═════ Provided text

Another technique I learned to create characters that feel “real,” is to give them scenes that don’t focus entirely on the plot of the novel–the external or even inner conflict of the novel.
Now, of course too many of these scenes would make a novel unfocused, but a few of them really help flesh a character out.
If we, as the reader, know that a character’s life is more than just this one plot line happening in this one book, than we’ll see them as someone who is far more dimensional.
Harry Potter didn’t have to join the quidditch team to progress the plot of his novel, however it showed him doing something he enjoyed, following his passion.
In the recent, American version of “The Girl with the Dragon Tattoo,” film, the male lead, after the inciting incident, focused all of his time on the main plot of the novel, a mystery.
The female lead however, was shown struggling with being an orphan and dealing with abuse from men in many scenes. Later, she joined the main plot line and helped solve the case.
In the end, she was by far the more sympathetic and “real” character. Like Harry Potter, studying magic and playing quidditch, I could imagine her life, struggling to stay in control of her circumstances, even after the story was over.
I once heard of a way to test if a character is really special, if they really come alive.
The test: can you imagine people writing fan fiction about this character?
If yes, then the character lives off the page, whispering in people’s ears long after they’ve finished reading reading about him or her.

══════════
═════ Dataset

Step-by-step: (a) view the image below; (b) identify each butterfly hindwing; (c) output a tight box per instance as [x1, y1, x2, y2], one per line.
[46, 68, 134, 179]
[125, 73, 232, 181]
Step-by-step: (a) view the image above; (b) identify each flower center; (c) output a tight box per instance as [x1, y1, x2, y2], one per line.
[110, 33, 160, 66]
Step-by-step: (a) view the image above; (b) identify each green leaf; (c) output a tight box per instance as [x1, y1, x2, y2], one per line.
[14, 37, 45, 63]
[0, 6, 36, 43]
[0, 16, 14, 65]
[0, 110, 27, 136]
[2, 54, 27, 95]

══════════
═════ Dataset

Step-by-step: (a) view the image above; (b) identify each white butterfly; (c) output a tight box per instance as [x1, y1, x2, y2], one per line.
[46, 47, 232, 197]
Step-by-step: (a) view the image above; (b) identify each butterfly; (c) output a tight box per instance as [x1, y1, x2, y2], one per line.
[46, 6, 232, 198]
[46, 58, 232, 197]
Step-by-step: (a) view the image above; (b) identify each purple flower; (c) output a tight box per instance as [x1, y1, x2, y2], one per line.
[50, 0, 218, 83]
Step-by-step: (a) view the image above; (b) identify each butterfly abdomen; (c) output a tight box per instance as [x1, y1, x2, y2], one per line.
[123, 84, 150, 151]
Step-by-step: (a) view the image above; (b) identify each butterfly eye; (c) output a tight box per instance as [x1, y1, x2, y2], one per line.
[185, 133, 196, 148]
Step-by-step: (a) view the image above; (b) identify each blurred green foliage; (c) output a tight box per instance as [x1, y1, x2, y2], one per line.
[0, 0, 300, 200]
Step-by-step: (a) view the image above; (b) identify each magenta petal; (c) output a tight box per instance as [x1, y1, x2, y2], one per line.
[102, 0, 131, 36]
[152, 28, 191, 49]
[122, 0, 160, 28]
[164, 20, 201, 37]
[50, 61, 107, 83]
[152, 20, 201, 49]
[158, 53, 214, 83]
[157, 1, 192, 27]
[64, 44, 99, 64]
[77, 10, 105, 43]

══════════

Reproduce, word for word, the passage on making fictional characters feel real.

[Task result]
Another technique I learned to create characters that feel “real,” is to give them scenes that don’t focus entirely on the plot of the novel–the external or even inner conflict of the novel.
Now, of course too many of these scenes would make a novel unfocused, but a few of them really help flesh a character out.
If we, as the reader, know that a character’s life is more than just this one plot line happening in this one book, than we’ll see them as someone who is far more dimensional.
Harry Potter didn’t have to join the quidditch team to progress the plot of his novel, however it showed him doing something he enjoyed, following his passion.
In the recent, American version of “The Girl with the Dragon Tattoo,” film, the male lead, after the inciting incident, focused all of his time on the main plot of the novel, a mystery.
The female lead however, was shown struggling with being an orphan and dealing with abuse from men in many scenes. Later, she joined the main plot line and helped solve the case.
In the end, she was by far the more sympathetic and “real” character. Like Harry Potter, studying magic and playing quidditch, I could imagine her life, struggling to stay in control of her circumstances, even after the story was over.
I once heard of a way to test if a character is really special, if they really come alive.
The test: can you imagine people writing fan fiction about this character?
If yes, then the character lives off the page, whispering in people’s ears long after they’ve finished reading reading about him or her.